Natural-language object grounding data:
# # # # #

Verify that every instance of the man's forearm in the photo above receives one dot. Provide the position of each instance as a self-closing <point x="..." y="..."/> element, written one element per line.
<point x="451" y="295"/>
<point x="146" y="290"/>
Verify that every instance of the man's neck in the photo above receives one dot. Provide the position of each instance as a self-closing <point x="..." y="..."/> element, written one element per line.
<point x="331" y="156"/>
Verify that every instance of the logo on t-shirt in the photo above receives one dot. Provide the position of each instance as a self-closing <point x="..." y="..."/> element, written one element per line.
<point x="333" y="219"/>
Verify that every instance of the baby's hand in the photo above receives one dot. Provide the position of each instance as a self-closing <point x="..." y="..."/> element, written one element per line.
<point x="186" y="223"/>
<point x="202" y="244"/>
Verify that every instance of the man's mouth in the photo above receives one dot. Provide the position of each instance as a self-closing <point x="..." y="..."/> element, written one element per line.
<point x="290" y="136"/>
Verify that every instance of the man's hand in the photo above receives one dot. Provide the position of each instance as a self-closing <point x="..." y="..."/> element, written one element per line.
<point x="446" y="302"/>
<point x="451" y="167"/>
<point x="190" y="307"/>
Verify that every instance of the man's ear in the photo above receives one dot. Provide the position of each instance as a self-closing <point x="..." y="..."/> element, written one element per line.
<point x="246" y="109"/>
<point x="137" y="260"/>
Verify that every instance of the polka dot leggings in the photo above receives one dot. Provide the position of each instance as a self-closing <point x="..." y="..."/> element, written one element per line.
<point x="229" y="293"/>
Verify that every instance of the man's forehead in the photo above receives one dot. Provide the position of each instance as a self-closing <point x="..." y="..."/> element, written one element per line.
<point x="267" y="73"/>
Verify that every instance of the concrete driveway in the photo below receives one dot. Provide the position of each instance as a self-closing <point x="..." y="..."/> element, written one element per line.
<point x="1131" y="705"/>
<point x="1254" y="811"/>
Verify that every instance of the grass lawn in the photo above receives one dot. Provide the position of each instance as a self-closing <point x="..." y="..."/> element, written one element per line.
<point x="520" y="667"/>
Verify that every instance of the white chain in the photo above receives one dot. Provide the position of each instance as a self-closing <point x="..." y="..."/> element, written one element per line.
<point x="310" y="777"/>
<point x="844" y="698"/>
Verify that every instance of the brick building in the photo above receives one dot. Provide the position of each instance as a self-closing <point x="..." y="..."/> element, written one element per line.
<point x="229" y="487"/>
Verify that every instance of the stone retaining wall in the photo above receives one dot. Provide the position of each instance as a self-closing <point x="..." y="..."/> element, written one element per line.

# # # # #

Repeat each entry exactly as it was given.

Solved problem:
Verify that every instance of the man's forearm in the photo above receives one dot. Provide the position of each instance as a self-closing <point x="..." y="..."/> element, written one element per line.
<point x="451" y="295"/>
<point x="146" y="290"/>
Verify that every instance of the man's neck in the photo above receives one dot. Provide the position of each instance as a self-closing <point x="..." y="..."/> element, written one element per line.
<point x="331" y="156"/>
Verify that every instance of the logo on t-shirt in the photo above receives one dot. Provide the position of each instance as a self-closing <point x="..." y="..."/> element, written one element per line.
<point x="333" y="219"/>
Verify that every instance of the baby's hand in the photo above receives one dot. Provide the position of each instance as a self-closing <point x="..." y="..."/> element, written one element per line.
<point x="186" y="223"/>
<point x="202" y="244"/>
Verify that every instance of the man's mouth in the photo above receives one dot. Provide the position of each instance as a self-closing <point x="..." y="..."/> element, written one element per line.
<point x="290" y="136"/>
Verify that every instance of the man's hand in the photo above receives one dot. Provide the position of each instance as a self-closing <point x="..." y="..."/> element, written one element per line.
<point x="446" y="302"/>
<point x="451" y="167"/>
<point x="190" y="307"/>
Verify that every instance of the man's ear in the photo above receives one dot. Provide the position of each instance as a self-closing <point x="..." y="..."/> element, written one element per line.
<point x="246" y="109"/>
<point x="137" y="260"/>
Verify that every instance of the polka dot leggings in the photo above receives one dot. Provide the position of each instance as a self-closing <point x="..." y="..."/> element, written one element per line.
<point x="229" y="293"/>
Verify that every instance of the man's forehead in the photo above receives one dot. Provide the position of each instance as a self-closing <point x="..." y="..."/> element, written one element per line.
<point x="267" y="73"/>
Verify that every instance of the concrete driveway in the photo below receives one dot. Provide the position of each instance as a self-closing <point x="..." y="..."/> element, written one element per line.
<point x="1131" y="705"/>
<point x="1254" y="811"/>
Verify that every instance of the grass lawn in the photo above receives one dot. Provide the position of each instance as a self-closing <point x="..." y="..."/> element, written one element per line.
<point x="520" y="667"/>
Verify that every instance of the white chain in the photo above receives one dot. Provide the position of each instance as a self-closing <point x="..." y="..."/> element, written one element per line.
<point x="310" y="777"/>
<point x="844" y="698"/>
Verify that every instance of the brick building in the photo above receives one dot. Provide the position of each instance as a self-closing <point x="..." y="..."/> element, written one element per line.
<point x="229" y="487"/>
Verify that every instance of the stone retaining wall in the photo above receives one dot. Provide the position of each instance as a self-closing <point x="..." y="..."/> element, written one element per line.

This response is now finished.